- Exercise aim -
Every word of the data must be reproduced in your reply exactly.

- Record extracts -

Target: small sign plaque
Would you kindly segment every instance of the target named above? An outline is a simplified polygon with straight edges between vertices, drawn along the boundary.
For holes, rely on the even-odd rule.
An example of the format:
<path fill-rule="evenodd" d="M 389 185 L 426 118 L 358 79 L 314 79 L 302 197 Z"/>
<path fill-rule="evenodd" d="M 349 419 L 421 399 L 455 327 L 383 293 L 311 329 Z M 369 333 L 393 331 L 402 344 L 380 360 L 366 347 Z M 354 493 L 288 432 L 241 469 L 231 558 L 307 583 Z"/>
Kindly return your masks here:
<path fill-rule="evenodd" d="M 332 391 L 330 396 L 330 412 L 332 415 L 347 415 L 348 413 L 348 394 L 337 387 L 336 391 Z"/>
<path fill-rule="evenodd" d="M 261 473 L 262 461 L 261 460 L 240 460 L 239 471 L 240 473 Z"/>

- Task result -
Target: small sign plaque
Would you kindly segment every instance of the target named above? An outline is a simplified polygon with straight edges between vertices, drawn along the boundary.
For holes, rely on the even-odd rule.
An example of the format:
<path fill-rule="evenodd" d="M 389 185 L 426 118 L 358 79 L 314 79 L 302 197 Z"/>
<path fill-rule="evenodd" d="M 349 419 L 421 399 L 455 327 L 383 293 L 311 329 Z M 369 333 L 393 331 L 402 344 L 380 360 L 366 347 Z M 354 493 L 288 432 L 241 469 L 231 558 L 307 583 Z"/>
Kindly return your masks here:
<path fill-rule="evenodd" d="M 332 391 L 330 396 L 330 412 L 332 415 L 347 415 L 348 413 L 348 394 L 337 387 L 336 391 Z"/>
<path fill-rule="evenodd" d="M 261 473 L 262 461 L 261 460 L 240 460 L 239 471 L 240 473 Z"/>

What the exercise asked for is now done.